┌─ PAGE EXCERPT

I get weary. There is a tolerance level that all of us have, and I don't know about you, but I seem to be on the edge of it most of the time. And some people would say to me, “Well, why do you keep taking more projects on? Why don't you just back away?” Well, I don't know what you mean by that. There's nothing I can't not do because of what God has put in my heart. And in the midst of the doing and looking ahead, you say, “Well, aren't you looking forward to retirement?” I'll never retire. From what, the gospel? You may dump me long before I'm ready to go but – I mean, this is a life commitment. As long as I have my senses. And the discipline for this time seems a small thing when you think about the hope of eternity, doesn't it? And that allows us to be patient in our tribulation. And, of course, to carry us through, he says we continue diligent or we literally continue constant in prayer. Those things maintain the disciplined life, the life that lives by God's standards. You just have to stay plugged in in prayer, just, “Lord, keep me faithful, keep me disciplined, keep me moving.”
God would have us all live a life that subjects personal will, personal desire, emotion, impulses, high pressure, social custom to the divine priorities. And, beloved, that's really what we have endeavored to do in the ministry of Grace Church, is to see God build a people who know the meaning of a disciplined life, whose desire is to obey the Word of God. And bless His name, I have rejoiced all through the years at Grace Church because I have seen that in your lives, and I rejoice for that, I really do. And when I hear, as I was telling you earlier, that our little children go away to some kind of a Bible knowledge thing and come back the winners of every single division in the whole thing, I rejoice because that means that they are learning to subject their own desires and their own ideas to the authority of the Word of God. And that gives hope for the next generation. So we rejoice to be what God would have us to be.

└─
┌─ RECORDS

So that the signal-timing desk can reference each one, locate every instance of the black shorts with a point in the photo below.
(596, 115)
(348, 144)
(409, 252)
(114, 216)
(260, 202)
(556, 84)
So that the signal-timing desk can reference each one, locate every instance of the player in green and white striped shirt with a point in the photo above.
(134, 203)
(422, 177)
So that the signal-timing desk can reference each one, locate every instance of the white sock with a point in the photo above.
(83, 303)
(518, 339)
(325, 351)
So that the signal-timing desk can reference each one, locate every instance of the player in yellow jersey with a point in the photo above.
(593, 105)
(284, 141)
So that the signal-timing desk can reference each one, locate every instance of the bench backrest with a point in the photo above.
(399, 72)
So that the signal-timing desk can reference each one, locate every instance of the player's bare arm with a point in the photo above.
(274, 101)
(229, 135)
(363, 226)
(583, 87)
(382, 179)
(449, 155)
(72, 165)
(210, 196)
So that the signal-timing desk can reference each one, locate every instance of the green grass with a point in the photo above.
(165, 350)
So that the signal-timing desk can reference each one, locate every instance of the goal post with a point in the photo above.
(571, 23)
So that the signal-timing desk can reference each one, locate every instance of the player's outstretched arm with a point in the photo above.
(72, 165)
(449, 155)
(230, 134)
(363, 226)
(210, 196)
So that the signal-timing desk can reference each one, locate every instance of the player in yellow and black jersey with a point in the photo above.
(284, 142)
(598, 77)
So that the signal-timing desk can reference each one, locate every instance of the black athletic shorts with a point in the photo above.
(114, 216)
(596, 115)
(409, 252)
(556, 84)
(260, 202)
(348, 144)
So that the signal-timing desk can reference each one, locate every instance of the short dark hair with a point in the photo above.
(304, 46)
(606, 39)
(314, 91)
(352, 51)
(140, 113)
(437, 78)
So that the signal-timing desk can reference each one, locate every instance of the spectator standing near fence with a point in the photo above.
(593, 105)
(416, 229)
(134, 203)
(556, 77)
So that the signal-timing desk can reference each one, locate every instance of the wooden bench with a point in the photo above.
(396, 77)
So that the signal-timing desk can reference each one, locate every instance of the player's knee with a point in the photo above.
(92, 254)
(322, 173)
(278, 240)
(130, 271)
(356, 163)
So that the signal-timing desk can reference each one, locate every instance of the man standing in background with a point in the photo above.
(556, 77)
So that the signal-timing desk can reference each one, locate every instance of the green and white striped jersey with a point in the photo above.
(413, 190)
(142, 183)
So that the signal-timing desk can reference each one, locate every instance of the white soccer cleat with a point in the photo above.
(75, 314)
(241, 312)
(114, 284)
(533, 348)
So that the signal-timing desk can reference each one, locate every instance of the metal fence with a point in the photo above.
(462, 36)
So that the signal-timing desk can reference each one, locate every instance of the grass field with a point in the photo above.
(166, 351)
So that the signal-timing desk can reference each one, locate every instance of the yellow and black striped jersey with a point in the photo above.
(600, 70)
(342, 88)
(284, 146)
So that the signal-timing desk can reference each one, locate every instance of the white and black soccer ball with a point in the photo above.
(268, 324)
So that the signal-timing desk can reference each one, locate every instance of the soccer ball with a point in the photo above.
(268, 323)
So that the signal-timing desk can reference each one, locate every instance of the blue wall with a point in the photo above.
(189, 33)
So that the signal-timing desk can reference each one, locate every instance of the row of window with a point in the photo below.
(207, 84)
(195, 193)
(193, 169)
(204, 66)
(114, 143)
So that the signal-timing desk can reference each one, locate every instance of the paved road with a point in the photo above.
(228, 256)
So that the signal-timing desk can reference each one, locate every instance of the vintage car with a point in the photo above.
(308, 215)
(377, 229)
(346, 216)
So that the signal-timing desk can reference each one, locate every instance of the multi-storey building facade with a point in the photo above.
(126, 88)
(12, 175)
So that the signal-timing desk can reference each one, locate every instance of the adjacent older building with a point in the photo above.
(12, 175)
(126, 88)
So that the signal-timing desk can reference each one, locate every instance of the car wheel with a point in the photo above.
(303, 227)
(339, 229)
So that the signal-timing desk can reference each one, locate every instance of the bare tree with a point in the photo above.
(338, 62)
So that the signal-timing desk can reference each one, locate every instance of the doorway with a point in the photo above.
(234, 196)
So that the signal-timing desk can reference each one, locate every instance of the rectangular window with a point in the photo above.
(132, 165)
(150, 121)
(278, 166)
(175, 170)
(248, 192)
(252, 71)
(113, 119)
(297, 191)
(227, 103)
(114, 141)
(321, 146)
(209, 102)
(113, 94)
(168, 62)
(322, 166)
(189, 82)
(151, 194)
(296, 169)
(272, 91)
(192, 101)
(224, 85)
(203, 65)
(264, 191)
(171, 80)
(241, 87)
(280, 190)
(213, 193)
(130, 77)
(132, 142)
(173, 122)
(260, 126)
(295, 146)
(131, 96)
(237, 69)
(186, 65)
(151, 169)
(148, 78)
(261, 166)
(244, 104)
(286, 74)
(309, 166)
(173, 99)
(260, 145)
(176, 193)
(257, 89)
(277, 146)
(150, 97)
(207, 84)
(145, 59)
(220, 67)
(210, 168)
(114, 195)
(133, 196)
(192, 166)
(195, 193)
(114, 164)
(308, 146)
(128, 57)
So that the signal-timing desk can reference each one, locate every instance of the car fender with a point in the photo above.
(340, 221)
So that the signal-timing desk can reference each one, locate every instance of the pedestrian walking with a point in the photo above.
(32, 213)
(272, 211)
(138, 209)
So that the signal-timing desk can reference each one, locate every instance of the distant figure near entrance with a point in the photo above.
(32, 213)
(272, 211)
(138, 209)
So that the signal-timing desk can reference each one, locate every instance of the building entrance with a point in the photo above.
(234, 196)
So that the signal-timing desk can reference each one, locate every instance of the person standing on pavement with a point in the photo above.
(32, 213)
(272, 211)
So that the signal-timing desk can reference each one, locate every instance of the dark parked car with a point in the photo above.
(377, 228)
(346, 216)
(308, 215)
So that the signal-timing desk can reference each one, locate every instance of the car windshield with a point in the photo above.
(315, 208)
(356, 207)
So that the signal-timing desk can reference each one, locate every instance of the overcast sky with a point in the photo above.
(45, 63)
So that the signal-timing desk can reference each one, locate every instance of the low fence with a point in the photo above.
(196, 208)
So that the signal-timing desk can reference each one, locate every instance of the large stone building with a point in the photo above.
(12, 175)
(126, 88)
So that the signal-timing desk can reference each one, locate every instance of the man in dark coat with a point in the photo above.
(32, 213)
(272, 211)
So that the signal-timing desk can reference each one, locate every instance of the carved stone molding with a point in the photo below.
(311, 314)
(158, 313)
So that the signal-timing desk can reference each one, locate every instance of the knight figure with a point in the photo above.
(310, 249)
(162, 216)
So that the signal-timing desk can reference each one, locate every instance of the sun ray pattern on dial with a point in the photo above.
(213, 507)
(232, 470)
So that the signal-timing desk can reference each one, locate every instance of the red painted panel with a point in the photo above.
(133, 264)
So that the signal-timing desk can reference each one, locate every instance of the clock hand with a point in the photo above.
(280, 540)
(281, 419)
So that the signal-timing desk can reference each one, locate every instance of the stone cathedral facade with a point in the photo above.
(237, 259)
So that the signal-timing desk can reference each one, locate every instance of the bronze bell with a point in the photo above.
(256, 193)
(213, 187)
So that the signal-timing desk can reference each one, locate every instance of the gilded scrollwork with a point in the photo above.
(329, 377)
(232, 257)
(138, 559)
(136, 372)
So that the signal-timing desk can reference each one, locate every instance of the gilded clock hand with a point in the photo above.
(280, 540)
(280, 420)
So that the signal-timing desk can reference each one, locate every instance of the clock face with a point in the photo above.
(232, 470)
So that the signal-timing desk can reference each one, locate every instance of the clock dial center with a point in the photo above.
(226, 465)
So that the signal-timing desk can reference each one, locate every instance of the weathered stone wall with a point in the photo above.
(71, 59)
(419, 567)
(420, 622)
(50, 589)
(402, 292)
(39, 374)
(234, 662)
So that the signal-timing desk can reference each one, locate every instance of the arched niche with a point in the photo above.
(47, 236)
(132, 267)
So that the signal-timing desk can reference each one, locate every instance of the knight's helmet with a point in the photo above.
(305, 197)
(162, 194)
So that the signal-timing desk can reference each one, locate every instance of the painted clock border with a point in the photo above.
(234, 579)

└─
┌─ RECORDS

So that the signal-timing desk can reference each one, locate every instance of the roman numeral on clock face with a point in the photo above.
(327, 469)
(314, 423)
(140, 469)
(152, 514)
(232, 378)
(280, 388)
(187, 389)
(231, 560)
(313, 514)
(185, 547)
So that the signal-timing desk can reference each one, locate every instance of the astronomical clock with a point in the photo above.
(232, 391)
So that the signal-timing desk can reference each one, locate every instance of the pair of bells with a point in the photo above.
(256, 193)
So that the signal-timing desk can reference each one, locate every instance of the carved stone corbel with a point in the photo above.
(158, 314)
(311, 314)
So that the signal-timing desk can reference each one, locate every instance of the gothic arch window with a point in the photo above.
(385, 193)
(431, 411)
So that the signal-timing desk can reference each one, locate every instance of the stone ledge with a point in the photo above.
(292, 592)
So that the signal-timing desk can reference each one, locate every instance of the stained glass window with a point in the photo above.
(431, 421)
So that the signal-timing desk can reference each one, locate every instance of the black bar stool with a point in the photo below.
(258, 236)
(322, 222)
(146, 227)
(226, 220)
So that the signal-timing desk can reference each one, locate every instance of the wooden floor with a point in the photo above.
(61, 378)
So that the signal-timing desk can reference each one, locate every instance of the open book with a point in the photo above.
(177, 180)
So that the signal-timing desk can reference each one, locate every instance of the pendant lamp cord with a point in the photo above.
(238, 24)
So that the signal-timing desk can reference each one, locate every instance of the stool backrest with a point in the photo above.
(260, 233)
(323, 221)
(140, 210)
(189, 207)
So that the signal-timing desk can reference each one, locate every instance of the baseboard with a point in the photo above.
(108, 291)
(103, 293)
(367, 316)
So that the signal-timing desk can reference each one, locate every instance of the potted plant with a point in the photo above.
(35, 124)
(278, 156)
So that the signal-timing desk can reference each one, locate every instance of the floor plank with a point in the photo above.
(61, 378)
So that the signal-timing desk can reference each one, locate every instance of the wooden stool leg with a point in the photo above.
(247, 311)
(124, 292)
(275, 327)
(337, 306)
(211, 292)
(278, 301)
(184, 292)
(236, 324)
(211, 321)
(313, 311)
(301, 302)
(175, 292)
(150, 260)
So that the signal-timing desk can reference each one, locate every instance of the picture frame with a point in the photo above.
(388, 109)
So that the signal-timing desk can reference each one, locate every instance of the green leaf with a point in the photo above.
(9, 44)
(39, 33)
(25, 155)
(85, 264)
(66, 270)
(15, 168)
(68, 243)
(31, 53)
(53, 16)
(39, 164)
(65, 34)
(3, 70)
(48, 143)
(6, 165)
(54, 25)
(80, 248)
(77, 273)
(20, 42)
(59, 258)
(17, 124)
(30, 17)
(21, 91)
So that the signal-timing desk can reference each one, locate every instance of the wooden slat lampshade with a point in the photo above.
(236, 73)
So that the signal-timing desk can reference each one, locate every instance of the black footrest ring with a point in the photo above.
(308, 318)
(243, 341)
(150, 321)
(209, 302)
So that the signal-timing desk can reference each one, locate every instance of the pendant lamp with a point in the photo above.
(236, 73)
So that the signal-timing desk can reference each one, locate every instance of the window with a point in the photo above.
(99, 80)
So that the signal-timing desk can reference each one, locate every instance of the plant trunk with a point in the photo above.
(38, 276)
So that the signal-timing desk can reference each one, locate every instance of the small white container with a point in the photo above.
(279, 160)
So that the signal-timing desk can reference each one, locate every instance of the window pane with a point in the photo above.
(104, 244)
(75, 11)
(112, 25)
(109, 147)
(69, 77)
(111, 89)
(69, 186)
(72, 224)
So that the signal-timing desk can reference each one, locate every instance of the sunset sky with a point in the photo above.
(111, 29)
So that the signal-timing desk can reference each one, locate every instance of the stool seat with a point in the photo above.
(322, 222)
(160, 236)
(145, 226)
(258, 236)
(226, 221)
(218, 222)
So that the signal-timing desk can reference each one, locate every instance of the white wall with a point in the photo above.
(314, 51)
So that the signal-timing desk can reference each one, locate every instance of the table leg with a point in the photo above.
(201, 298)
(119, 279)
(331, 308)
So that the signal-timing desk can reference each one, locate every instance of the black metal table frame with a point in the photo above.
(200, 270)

└─

• **WHAT TO DO**
In the passage on the disciplined life, what are all the things it says God would have us subject to the divine priorities?

• **RESULT OF THIS EXERCISE**
Personal will, personal desire, emotion, impulses, high pressure, social custom